Records from a data collection
══════════

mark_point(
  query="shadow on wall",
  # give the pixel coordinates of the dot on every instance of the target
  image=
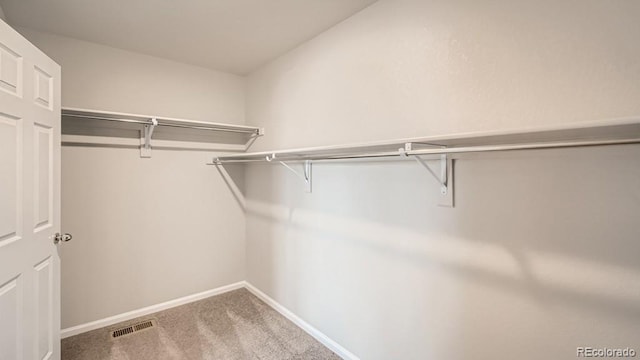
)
(557, 227)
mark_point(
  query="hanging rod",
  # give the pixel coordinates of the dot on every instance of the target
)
(187, 124)
(440, 151)
(620, 132)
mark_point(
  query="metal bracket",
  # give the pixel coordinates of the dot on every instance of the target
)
(444, 177)
(304, 176)
(145, 149)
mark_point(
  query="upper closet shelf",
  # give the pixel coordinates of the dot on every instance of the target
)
(100, 128)
(442, 148)
(622, 131)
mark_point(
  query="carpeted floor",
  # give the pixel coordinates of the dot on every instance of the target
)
(234, 325)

══════════

TASK STATEMENT: Except for pictures, copy the records above exactly.

ANSWER SECTION:
mark_point(
  query="shadow on wall",
  # give the pixel coordinates of the dot on every instance of the target
  image=
)
(557, 227)
mark_point(
  query="hanging rod",
  # give the pixel coordinates of the dot on every instance of the target
)
(187, 124)
(440, 151)
(620, 132)
mark_point(
  query="metal bracket",
  # give the pixel coordinates of the dot on every instance of the target
)
(444, 177)
(304, 176)
(145, 149)
mark_point(
  query="upper closet shelf",
  # give the pixel coordinates of the dot on every instance of the target
)
(100, 128)
(442, 148)
(622, 131)
mark_point(
  query="carpeted floor",
  # give the pixel coordinates of the dot on every instance of the target
)
(234, 325)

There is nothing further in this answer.